# Problem statement
Your answer should consist of the lines below that hold the word "glove".

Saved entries

--- START ---

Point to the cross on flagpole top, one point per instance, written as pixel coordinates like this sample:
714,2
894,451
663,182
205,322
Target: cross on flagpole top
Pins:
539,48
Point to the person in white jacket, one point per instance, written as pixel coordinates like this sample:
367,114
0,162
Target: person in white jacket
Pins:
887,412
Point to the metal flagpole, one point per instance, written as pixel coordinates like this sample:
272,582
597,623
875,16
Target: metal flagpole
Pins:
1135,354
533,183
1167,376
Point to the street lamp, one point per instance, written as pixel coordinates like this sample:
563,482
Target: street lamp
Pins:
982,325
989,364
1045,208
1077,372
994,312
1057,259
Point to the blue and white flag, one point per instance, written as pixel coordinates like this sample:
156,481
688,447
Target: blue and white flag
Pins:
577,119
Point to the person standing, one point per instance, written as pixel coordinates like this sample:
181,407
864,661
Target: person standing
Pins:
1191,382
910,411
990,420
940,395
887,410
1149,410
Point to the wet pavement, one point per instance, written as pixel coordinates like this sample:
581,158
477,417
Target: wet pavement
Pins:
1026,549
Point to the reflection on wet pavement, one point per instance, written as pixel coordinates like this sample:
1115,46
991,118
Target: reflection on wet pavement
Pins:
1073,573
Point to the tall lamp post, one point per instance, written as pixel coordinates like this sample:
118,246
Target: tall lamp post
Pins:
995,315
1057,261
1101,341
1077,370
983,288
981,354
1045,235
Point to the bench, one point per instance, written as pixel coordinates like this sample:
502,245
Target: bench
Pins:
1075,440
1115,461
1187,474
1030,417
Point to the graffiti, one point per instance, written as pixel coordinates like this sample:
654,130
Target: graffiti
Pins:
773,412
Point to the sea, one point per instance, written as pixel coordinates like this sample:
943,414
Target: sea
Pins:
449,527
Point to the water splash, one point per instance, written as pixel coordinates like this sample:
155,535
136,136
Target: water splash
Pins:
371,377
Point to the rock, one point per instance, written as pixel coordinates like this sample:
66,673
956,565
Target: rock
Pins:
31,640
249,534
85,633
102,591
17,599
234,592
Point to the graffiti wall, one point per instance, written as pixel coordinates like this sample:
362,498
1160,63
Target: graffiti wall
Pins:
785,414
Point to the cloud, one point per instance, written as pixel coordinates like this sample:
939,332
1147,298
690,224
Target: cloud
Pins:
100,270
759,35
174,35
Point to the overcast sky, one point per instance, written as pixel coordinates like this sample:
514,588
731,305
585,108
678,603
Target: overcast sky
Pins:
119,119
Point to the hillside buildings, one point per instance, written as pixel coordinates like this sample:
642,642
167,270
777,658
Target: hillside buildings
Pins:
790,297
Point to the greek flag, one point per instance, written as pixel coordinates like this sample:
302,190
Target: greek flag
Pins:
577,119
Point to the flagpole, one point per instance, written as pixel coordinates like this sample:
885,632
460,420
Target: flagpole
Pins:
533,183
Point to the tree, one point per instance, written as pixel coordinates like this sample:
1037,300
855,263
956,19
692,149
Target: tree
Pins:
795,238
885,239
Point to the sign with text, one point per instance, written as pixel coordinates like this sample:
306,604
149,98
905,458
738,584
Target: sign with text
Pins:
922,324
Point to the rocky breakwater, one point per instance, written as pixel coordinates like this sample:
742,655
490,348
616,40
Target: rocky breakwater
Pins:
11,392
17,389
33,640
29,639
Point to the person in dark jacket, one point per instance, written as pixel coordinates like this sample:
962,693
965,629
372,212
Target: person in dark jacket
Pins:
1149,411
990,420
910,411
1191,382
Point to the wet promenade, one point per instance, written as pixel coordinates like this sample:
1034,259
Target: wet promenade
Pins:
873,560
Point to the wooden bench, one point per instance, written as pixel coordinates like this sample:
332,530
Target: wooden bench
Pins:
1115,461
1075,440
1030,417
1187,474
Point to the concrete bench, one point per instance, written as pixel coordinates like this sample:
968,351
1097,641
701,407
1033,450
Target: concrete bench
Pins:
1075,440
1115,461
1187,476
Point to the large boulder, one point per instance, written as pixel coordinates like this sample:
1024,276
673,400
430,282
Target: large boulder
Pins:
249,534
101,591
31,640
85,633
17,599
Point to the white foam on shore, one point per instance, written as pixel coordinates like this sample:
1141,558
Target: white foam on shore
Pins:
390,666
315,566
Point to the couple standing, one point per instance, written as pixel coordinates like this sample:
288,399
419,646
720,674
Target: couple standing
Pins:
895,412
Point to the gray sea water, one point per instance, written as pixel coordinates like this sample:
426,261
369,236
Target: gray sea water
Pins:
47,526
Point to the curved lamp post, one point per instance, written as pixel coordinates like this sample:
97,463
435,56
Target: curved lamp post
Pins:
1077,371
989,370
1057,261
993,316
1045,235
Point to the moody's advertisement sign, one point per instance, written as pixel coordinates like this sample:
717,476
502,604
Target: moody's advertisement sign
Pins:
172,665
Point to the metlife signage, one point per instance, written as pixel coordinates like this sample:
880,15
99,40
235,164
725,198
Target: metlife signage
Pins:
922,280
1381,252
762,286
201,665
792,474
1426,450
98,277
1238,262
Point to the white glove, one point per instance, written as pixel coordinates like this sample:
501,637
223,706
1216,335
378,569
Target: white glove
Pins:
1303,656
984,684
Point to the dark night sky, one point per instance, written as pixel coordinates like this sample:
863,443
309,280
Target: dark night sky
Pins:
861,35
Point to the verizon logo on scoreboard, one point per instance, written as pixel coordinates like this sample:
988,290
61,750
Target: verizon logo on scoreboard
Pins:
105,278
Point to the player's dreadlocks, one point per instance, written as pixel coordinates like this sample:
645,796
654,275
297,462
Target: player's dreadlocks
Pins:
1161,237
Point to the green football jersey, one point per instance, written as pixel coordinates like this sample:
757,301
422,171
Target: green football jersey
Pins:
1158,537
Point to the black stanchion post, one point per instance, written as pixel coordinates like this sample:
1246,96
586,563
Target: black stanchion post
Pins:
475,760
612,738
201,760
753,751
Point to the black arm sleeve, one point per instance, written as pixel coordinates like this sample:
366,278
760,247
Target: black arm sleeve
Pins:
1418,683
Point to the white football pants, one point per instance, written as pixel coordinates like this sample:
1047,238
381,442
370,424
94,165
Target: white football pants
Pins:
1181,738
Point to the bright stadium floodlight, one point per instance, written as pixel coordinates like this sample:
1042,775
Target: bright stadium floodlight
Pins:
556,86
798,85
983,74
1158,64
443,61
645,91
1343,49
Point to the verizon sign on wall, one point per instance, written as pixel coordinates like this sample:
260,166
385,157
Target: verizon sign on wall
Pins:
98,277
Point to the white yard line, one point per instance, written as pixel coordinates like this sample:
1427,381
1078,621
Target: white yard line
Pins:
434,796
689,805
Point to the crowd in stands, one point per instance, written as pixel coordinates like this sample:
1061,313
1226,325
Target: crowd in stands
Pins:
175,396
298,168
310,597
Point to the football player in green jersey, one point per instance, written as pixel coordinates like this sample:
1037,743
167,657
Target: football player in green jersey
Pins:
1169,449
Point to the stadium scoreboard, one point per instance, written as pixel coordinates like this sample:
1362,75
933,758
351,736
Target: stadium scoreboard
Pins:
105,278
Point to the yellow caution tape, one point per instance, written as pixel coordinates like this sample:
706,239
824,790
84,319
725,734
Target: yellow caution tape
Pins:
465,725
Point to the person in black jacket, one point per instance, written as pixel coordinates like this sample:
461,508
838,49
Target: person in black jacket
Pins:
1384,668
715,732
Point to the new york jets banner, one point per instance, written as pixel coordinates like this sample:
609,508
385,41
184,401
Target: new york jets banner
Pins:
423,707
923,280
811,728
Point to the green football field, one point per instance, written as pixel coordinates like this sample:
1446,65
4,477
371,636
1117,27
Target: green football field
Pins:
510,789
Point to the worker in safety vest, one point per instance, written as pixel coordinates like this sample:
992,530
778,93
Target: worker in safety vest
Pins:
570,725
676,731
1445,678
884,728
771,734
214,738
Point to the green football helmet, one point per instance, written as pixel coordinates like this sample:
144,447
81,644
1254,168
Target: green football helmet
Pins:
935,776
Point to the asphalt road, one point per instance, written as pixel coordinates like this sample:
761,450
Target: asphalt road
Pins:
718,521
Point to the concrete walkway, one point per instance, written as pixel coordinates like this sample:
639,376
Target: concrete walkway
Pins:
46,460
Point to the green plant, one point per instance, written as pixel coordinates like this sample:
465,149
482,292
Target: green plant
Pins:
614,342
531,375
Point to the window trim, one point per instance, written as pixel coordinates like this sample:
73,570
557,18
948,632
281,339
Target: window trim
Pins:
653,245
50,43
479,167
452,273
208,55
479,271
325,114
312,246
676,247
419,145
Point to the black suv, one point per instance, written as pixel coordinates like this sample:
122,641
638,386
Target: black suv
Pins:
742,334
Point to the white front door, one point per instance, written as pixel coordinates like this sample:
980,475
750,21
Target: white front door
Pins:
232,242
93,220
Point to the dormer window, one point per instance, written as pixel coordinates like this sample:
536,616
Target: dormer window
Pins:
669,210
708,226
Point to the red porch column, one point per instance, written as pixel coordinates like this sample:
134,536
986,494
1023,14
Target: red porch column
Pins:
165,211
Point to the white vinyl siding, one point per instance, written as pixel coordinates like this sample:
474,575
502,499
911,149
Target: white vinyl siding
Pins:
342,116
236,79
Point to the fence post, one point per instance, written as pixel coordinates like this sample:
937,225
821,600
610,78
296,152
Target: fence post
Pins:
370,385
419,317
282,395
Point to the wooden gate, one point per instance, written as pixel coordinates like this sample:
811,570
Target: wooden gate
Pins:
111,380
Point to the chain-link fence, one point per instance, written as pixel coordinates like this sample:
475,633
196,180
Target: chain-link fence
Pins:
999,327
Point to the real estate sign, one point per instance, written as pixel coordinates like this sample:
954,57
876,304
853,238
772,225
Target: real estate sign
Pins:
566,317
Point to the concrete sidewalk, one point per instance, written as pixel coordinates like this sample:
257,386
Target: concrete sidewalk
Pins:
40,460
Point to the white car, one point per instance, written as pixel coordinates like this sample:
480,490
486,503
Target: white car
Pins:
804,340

--- END ---

# Solution to this exercise
Point to the white glove, one point per instance, written as pixel coordinates like this sample:
Target: white glove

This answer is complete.